--- begin Source extract ---
# bluewave vs kenner



## tngbmt (May 30, 2004)

i'm looking at these 2 boats about the same price, about the same condition, both 22'. the kenner is 2001 and the blue wave 1999
can someone point out why i shoud choose one over the other.
thanks


----------



## TheSamarai (Jan 20, 2005)

If the price is the same take the kenner. Its 2 years younger.


----------



## kcliff (Dec 18, 2004)

Kenner has a better finish and better quality IMO


----------



## mad dog (Jun 16, 2008)

The kenner will be a better ride, the blue wave is not a v hull. The new blue wave pure v's look good though and there a little lighter.


----------



## 12poundbass (Jun 25, 2007)

I disagree. Bluewave is a much better boat than Kenner ever since Bass Pro started selling them. I believe the original kenner designer left kenner and now builds black jack boats. At bafing Bay in High winds I was with a group of people last february and a 19 ft. Bluewave out performed a 21 foot kenner. Just my opinion.


----------



## kraymond (Aug 12, 2005)

12poundbass said:


> I disagree. Bluewave is a much better boat than Kenner ever since Bass Pro started selling them. I believe the original kenner designer left kenner and now builds black jack boats. At bafing Bay in High winds I was with a group of people last february and a 19 ft. Bluewave out performed a 21 foot kenner. Just my opinion.


I'm curious just how did a 19' Bluewave out perform the 21' Kenner.


----------



## trashcanslam (Mar 7, 2006)

kcliff said:


> Kenner has a better finish and better quality IMO


KCLIFF would you mind backing that up with any factual reasoning?

Here is just a small bit of how I would retort to the contrary:

1. Blue Wave has fiberglass lids, Kenner has cheap plastic
2. Blue Wave's center console is molded into the deck, Kenner's center console is cheaply screwed down to the deck and prone to come loose.
3. Blue Wave finishes out their boxes and fully encapsulates the wood with fiberglass, whereas Kenner leaves wood in front hatches fully exposed to rot.
4. Blue Wave sauders and seals their wiring to protect against the tough saltwater environment, whereas Kenner uses scotch locks and plastic crimps with no saltwater protection.
5. Blue Wave can be factory rigged with the engine of your choice, Kenner is owned by the engine manufacturer so I hope you like Merc!
6. Blue Wave has been family owned and operated since the beginning and is not for sale, Kenner's owner bailed on the line to start a new line of boats.
7. Where would you rather service your boat? At one of the fine family owned Houston area dealers or at a "wal-mart style" outdoor store like Bass Pro?
--- end Source extract ---
Written request 1 ::
Do the following statements agree with the bluewave vs kenner thread? For each, answer yes or no, and quote the words of the thread that decide it. (a) The two boats being compared are the same length. (b) Blue Wave's center console is screwed down to the deck. (c) One poster says the blue wave is not a v hull.
Written request 2 ::
Please transcribe the part of the bluewave vs kenner thread between "## kcliff (Dec" and "a little lighter.", inclusive.
--- begin Stored rows ---
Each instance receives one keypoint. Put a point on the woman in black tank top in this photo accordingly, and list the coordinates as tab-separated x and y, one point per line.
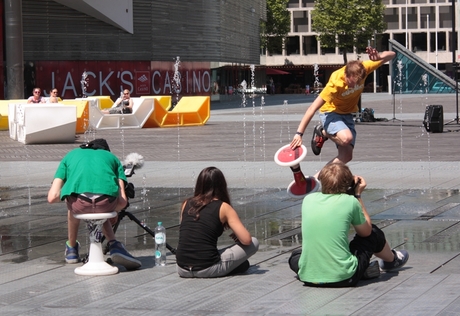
204	217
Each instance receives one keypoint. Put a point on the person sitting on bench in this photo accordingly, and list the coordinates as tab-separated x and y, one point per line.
123	105
92	180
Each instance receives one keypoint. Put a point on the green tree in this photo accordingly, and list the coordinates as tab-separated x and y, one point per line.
347	23
278	24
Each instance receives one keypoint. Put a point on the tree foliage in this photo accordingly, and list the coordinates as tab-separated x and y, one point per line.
347	23
278	24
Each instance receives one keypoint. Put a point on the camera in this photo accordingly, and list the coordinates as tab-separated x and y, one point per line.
129	170
352	189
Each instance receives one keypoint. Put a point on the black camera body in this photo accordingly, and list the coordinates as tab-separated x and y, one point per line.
129	187
352	189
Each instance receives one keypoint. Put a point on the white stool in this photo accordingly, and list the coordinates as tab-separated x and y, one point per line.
96	264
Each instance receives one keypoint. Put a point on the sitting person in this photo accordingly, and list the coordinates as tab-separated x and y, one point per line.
204	217
53	96
326	258
36	97
91	180
122	105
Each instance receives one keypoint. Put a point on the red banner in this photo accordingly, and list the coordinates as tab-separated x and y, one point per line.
112	77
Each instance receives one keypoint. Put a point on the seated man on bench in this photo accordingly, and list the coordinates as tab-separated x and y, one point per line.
123	105
91	180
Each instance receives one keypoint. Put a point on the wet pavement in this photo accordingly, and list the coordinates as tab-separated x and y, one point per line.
413	195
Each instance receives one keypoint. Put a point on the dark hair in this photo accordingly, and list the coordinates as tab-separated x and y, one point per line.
335	178
98	143
210	184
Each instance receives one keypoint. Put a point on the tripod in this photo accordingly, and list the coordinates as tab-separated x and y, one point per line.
394	104
124	213
456	119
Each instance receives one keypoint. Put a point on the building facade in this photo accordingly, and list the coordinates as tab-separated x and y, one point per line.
426	30
133	44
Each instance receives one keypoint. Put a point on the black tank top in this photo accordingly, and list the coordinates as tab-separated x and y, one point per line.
198	238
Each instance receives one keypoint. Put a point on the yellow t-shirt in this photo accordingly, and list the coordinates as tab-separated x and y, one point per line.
338	97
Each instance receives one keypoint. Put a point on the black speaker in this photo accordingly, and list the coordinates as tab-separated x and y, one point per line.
434	119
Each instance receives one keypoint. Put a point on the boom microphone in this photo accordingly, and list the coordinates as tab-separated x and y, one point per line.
131	162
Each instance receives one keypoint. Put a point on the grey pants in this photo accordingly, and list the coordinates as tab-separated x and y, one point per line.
230	258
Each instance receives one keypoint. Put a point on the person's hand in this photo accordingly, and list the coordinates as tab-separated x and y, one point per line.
113	220
360	185
296	141
233	236
373	53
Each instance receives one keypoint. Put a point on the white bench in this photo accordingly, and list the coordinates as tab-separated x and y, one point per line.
42	123
96	264
142	109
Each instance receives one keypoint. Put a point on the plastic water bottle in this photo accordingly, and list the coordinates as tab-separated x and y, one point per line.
160	245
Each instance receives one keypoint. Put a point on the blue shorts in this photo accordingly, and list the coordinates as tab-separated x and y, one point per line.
333	123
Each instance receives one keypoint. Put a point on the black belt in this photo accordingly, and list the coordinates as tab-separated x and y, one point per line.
98	199
191	268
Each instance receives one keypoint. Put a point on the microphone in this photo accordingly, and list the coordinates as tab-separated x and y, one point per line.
131	162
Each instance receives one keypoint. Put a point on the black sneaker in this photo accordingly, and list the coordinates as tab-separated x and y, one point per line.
122	257
71	253
372	271
317	140
241	268
401	257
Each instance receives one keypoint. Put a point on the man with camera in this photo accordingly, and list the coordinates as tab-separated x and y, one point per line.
327	259
92	180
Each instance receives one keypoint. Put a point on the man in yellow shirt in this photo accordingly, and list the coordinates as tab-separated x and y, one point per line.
336	103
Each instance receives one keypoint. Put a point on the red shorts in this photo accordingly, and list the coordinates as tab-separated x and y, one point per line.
82	205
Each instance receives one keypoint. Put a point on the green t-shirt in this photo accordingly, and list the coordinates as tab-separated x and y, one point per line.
326	220
94	171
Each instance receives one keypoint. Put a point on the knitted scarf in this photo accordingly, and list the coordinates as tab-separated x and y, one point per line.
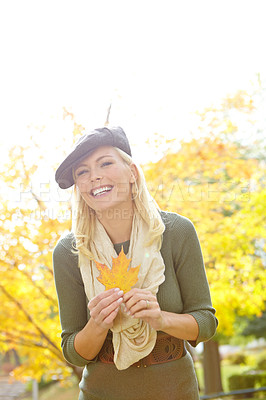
--- end Stored rows ---
Task response 1 ::
(a) Yes: "both 22'"
(b) No: "Blue Wave's center console is molded into the deck"
(c) Yes: "the blue wave is not a v hull"

Task response 2 ::
## kcliff (Dec 18, 2004)

Kenner has a better finish and better quality IMO


----------



## mad dog (Jun 16, 2008)

The kenner will be a better ride, the blue wave is not a v hull. The new blue wave pure v's look good though and there a little lighter.